== SELECTION ==
┄┄┄┄┄┄┄┄┄┄┄┄┄┄┄┄┄┄┄┄

I’d like to borrow requirements from http://jim-mcbeath.blogspot.com/2010/01/reload-that-config-file.html:

Reloading a configuration should be a simple operation for the operator to trigger.
It should not be possible to load an invalid configuration. If the operator tries to do so, the application should continue running with the old configuration.
When reloading a configuration, the application should smoothly switch from the old configuration to the new configuration, ensuring that it is always operating with a consistent configuration. More precisely, an operational sequence that requires a consistent set of configuration parameters for the entire sequence should complete its sequence with the same set of configuration parameters as were active when the sequence started. – For us, this is actually pretty easy. Our app depends on a task distribution framework, meaning that work is defined as a series of tasks with defined beginnings and endings. So, we merely need to load the configuration at the beginning of each discrete unit of work.
The application should provide feedback so that the operator knows what the application is doing. Logging, notification or statistics about configuration reloads should be available.

…and I’d add:
We should be able to set configurations for all nodes at once (this could mean using the database, or perhaps a command-line tool that sprays configurations out to the various nodes, plus a web service to tell nodes to reload..or something else entirely).
We should be able to view the current configuration for each node easily.
We should be able to share configuration between our app and other related applications, again, this could be database, or a web service that exposes our properties to other applications.

Current thoughts

At the code level, I’m thinking of loading properties at the beginning of each task, using a base class or something built into the framework. Reloading and interrogating the configuration could be via a web service (get_configuration / set_configuration). For requirement 3, the easiest option seems to be to use Configgy as a configuration base. As far as centralized configuration goes, I’m up in the air. Some options:

Spraying config files (scp’ing configuration files to each server, which would have to be tied to either an automatic poll of files, or a manual “reload_configuration” web service call)

┄┄┄┄┄┄┄┄┄┄┄┄┄┄┄┄┄┄┄┄

== EXERCISES TO COMPLETE ==
**a)** Rewrite the passage of the configuration post starting at "We should be able to view" and ending at "to other applications.", replacing "database" with "data store".
**b)** List every web service call name that the configuration post gives.
**c)** Answer these questions from the configuration post:
(i) What should the application do if the operator tries to load an invalid configuration?
(ii) What kind of framework does the author's app depend on?
(iii) What does the author name as the easiest option to use as a configuration base?
These lines are drawn from a separate source.

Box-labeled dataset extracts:
┄┄┄┄┄┄┄┄┄┄┄┄┄┄┄┄┄┄┄┄

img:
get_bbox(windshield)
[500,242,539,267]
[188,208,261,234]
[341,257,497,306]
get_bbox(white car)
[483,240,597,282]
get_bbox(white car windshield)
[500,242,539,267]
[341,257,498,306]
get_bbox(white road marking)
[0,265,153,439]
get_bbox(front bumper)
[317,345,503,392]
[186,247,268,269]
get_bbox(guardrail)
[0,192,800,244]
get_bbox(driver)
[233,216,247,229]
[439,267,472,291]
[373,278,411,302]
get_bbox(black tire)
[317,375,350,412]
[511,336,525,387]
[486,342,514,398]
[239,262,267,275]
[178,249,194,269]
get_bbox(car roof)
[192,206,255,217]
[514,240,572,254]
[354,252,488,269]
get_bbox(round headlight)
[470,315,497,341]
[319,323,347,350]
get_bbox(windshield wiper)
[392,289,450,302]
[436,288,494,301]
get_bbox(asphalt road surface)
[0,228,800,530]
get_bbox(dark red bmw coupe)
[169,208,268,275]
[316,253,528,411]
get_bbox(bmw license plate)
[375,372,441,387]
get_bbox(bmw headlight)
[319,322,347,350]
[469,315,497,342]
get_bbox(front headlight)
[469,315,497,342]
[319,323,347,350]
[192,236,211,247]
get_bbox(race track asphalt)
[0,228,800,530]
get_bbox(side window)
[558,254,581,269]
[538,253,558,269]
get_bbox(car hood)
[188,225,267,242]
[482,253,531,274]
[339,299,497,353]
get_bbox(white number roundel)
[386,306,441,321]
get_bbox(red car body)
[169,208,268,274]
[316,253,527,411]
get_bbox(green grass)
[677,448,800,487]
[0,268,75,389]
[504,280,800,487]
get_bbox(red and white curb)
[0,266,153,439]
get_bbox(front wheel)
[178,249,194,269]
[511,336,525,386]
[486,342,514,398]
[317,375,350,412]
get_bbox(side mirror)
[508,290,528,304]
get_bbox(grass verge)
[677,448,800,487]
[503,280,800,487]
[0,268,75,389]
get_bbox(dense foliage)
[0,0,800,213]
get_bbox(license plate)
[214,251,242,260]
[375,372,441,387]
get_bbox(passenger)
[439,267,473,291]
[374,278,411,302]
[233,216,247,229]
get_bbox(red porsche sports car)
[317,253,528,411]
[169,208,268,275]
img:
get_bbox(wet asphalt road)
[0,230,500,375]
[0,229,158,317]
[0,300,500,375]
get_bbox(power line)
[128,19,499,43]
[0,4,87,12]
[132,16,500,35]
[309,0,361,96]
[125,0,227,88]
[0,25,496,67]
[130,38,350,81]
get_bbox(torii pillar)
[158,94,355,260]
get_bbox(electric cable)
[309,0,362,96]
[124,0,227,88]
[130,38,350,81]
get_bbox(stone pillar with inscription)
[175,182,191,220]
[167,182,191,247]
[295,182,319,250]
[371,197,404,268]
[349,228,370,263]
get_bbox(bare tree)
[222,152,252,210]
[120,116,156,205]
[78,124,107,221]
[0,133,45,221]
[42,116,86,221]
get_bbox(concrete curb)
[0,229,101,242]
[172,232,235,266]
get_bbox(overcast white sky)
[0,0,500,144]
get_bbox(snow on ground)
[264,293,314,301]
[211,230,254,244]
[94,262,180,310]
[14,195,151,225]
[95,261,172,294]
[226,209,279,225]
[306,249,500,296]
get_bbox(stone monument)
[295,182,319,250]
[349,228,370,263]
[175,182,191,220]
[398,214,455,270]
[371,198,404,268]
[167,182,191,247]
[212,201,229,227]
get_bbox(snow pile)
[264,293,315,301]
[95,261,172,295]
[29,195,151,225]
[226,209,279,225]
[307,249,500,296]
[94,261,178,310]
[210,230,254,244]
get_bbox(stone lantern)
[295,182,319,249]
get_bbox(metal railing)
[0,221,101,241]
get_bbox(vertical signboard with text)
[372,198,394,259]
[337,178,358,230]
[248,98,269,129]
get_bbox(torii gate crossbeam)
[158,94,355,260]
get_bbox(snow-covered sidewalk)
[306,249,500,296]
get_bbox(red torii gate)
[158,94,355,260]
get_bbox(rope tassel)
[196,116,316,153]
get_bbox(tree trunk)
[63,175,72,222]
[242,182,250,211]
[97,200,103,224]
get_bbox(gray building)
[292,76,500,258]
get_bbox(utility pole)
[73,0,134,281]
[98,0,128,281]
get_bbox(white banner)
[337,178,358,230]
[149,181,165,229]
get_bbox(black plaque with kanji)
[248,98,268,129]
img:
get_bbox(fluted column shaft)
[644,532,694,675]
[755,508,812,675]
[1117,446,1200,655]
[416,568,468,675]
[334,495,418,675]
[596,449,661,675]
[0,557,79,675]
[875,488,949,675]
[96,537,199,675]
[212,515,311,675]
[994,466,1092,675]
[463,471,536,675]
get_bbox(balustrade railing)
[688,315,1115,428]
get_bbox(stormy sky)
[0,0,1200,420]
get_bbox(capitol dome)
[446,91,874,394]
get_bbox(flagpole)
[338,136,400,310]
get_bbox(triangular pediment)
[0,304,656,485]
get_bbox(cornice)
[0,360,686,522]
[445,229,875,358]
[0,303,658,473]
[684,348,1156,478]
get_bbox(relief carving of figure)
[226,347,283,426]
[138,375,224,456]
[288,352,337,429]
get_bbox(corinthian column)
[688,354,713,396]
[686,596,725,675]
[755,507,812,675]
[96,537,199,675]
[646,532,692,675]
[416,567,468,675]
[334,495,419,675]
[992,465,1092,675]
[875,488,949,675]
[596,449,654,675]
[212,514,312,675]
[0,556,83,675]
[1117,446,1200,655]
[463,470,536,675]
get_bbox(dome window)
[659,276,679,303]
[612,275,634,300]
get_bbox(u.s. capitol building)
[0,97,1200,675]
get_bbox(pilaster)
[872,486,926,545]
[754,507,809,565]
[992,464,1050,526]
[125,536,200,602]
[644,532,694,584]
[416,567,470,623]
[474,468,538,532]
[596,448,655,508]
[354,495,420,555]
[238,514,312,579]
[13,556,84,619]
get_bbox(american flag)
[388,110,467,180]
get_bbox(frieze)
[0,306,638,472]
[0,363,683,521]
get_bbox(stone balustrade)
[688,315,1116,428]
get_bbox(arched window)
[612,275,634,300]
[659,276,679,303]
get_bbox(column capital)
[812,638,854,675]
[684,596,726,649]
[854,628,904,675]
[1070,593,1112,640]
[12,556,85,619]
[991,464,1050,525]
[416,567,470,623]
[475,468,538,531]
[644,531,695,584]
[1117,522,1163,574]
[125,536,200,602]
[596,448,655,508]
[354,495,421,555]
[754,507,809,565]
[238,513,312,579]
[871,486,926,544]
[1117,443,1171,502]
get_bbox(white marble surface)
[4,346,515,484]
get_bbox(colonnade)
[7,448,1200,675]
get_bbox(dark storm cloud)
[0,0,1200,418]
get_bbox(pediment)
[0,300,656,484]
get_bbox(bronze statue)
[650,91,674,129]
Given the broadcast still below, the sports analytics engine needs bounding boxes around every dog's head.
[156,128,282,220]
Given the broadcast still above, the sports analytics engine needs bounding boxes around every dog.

┄┄┄┄┄┄┄┄┄┄┄┄┄┄┄┄┄┄┄┄

== ANSWERS TO THE EXERCISES ==
**a)**
We should be able to view the current configuration for each node easily.
We should be able to share configuration between our app and other related applications, again, this could be data store, or a web service that exposes our properties to other applications.

**b)**
get_configuration
set_configuration
reload_configuration

**c)**
(i) It should continue running with the old configuration.
(ii) A task distribution framework.
(iii) Configgy.